→ PROBLEM:
Lines from the one containing "of the boulder" through the last line of the data below are to be returned exactly; leave out the rest.

--- SOURCE INFORMATION Enclosed Below ---

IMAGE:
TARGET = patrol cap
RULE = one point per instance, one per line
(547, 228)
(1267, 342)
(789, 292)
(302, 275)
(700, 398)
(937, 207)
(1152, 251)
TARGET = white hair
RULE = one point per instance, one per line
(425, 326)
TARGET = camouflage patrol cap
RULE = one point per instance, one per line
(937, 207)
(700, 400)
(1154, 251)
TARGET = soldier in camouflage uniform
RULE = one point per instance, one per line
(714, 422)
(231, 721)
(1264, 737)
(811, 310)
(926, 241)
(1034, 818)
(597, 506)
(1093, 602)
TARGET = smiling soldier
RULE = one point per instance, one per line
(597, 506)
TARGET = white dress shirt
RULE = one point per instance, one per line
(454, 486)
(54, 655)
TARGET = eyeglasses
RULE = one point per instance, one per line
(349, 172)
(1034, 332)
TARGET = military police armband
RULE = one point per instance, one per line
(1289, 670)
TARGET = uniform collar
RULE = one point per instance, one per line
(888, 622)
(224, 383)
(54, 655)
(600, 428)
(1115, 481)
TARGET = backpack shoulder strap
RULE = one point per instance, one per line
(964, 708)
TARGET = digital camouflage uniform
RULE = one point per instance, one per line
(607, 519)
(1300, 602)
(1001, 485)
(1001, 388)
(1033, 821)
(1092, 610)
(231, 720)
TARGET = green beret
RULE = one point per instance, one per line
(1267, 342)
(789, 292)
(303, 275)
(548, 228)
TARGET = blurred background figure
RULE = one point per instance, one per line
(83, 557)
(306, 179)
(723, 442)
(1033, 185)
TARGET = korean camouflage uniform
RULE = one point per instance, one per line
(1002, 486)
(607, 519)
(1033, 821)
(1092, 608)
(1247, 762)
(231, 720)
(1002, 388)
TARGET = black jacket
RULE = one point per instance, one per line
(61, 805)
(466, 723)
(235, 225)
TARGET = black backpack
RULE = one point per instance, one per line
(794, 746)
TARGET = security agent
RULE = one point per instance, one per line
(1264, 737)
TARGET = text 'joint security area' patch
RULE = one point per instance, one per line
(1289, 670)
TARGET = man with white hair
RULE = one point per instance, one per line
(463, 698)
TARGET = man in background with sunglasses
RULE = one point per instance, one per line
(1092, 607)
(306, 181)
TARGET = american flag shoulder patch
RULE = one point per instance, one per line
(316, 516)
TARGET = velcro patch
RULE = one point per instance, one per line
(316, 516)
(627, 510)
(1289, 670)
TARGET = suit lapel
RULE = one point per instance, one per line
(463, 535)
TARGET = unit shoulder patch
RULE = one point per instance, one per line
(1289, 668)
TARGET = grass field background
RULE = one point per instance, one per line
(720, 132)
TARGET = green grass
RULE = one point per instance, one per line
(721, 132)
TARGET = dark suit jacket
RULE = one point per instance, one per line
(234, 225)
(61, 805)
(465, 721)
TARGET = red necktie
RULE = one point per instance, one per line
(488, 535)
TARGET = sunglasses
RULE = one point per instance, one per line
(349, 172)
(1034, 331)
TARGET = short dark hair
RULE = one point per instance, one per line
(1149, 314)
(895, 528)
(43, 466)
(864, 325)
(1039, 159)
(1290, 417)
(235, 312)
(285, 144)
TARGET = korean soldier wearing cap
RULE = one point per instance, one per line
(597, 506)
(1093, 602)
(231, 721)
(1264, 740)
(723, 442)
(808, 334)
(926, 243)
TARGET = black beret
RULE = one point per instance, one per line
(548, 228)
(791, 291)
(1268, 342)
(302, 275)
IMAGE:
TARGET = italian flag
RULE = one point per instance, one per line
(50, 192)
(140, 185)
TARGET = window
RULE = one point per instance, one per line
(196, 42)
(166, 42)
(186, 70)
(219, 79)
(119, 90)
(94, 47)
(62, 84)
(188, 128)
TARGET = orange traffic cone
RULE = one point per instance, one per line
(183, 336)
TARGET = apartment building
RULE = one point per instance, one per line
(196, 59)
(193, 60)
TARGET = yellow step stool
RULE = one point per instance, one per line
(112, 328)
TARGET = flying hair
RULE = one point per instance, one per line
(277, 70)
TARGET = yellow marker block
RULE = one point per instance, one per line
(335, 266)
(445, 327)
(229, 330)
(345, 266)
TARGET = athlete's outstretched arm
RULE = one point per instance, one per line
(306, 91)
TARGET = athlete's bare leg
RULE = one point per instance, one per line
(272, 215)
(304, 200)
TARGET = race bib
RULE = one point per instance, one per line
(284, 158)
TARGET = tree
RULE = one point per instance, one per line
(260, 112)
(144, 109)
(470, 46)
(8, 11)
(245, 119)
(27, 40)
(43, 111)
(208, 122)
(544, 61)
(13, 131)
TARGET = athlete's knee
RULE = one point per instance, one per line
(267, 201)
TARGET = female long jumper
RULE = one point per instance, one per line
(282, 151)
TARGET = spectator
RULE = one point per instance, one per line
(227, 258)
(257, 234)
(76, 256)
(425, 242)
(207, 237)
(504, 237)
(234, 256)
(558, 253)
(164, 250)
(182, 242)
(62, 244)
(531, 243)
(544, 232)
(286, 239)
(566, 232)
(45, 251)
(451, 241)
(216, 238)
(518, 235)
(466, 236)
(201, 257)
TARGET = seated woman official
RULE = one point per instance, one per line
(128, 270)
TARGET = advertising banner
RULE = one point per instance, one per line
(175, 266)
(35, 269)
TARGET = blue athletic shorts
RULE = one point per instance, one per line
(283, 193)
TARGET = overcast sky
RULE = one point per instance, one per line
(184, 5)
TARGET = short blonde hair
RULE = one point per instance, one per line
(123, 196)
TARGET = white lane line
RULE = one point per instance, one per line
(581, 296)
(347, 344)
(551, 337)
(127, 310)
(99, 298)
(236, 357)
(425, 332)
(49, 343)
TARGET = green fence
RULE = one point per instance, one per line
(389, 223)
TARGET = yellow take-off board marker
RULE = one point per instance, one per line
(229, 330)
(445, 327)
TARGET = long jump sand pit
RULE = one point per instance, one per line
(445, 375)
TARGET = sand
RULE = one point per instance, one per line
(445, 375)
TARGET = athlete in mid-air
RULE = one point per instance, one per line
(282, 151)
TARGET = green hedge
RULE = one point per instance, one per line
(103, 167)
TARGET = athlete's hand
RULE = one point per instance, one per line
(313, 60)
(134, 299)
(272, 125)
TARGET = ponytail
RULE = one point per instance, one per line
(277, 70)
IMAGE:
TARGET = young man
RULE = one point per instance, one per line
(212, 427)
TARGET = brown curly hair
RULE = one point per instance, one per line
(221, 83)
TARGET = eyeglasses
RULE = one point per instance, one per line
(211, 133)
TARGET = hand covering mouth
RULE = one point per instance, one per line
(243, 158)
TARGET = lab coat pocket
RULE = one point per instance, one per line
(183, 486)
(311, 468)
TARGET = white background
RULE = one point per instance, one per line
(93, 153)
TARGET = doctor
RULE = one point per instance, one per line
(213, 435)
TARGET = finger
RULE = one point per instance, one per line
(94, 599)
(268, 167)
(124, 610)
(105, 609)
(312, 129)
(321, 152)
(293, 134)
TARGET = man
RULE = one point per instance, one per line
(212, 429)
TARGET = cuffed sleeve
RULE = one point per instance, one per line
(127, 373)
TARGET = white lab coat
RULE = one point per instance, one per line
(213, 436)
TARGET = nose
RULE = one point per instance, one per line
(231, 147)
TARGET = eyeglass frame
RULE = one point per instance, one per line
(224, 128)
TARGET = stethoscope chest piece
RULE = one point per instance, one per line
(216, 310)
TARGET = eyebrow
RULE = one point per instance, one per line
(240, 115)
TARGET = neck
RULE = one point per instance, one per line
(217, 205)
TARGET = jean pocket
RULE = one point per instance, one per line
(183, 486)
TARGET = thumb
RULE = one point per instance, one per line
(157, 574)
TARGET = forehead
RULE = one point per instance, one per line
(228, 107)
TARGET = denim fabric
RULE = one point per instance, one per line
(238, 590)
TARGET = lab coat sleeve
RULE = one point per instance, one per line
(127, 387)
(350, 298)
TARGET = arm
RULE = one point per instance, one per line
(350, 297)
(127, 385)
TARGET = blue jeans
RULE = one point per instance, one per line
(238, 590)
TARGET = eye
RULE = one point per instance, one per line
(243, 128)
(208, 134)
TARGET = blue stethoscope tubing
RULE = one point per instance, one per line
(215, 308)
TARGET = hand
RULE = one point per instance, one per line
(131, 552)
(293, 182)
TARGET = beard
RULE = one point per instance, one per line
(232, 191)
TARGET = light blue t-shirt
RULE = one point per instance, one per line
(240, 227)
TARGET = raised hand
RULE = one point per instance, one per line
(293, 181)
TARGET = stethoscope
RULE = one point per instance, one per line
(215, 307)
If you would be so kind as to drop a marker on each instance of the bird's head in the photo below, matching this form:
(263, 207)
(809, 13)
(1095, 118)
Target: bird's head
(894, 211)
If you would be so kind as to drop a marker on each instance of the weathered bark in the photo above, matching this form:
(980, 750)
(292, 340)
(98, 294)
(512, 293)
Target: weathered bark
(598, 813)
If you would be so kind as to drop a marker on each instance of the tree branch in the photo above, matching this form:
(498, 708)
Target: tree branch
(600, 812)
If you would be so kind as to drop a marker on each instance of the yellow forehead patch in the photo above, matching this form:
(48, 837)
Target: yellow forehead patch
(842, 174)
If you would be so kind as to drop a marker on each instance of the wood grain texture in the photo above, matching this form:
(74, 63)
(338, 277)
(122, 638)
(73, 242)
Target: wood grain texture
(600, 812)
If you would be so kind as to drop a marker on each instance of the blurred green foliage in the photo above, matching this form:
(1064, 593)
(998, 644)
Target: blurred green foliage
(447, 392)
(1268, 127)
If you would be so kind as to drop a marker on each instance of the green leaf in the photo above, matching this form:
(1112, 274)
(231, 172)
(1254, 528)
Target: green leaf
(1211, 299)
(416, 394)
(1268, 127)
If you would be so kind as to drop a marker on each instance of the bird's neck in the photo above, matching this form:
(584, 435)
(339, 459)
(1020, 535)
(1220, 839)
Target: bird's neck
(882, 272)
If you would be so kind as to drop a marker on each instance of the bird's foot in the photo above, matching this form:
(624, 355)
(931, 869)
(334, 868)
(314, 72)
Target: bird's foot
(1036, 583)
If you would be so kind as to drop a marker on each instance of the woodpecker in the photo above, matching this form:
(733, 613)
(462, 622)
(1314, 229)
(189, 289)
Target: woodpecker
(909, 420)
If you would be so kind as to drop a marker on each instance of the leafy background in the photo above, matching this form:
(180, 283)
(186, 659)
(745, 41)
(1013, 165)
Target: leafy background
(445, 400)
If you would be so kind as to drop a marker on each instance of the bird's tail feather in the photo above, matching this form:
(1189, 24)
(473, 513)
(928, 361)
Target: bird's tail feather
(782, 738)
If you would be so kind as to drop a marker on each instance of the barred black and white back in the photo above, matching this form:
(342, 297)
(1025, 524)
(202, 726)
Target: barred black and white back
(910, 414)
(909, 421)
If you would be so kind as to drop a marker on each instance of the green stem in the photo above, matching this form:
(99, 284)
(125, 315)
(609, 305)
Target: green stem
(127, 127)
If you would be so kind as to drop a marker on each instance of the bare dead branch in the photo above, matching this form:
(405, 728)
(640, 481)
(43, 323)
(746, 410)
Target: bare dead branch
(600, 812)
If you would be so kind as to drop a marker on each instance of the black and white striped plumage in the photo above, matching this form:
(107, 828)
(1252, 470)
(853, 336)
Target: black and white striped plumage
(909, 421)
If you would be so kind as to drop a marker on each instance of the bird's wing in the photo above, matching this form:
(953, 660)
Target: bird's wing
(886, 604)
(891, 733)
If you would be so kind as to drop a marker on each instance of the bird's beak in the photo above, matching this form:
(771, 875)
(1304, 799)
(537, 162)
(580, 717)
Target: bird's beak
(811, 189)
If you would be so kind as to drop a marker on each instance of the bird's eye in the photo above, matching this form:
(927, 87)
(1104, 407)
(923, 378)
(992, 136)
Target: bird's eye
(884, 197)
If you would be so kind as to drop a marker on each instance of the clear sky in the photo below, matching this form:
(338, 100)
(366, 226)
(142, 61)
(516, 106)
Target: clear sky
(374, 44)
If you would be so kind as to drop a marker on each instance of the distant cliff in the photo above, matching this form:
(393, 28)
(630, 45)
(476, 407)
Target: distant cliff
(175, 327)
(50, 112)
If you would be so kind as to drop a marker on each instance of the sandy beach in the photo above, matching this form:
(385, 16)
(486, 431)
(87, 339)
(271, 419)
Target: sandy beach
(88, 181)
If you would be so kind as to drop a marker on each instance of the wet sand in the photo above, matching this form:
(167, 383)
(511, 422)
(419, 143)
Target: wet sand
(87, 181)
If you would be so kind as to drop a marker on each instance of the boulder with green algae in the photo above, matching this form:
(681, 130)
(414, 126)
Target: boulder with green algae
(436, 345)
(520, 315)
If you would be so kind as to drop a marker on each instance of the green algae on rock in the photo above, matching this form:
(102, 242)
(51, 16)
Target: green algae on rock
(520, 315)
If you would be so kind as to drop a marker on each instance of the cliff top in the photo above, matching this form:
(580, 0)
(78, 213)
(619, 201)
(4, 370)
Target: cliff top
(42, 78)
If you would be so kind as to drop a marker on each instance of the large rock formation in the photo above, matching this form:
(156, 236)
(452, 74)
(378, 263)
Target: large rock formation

--- End of Enclosed SOURCE INFORMATION ---

→ TASK RESULT:
If you would be so kind as to drop a marker on each instance of the boulder with green algae in the photo above, matching this form:
(681, 130)
(414, 126)
Target: boulder with green algae
(436, 345)
(520, 315)
If you would be so kind as to drop a marker on each instance of the green algae on rock in the photo above, matching this form:
(102, 242)
(51, 16)
Target: green algae on rock
(520, 315)
If you would be so kind as to drop a marker on each instance of the cliff top in the photo above, matching this form:
(580, 0)
(78, 213)
(619, 201)
(4, 370)
Target: cliff top
(42, 78)
If you would be so kind as to drop a marker on each instance of the large rock formation in the photo above, matching this form:
(156, 236)
(452, 74)
(378, 263)
Target: large rock formation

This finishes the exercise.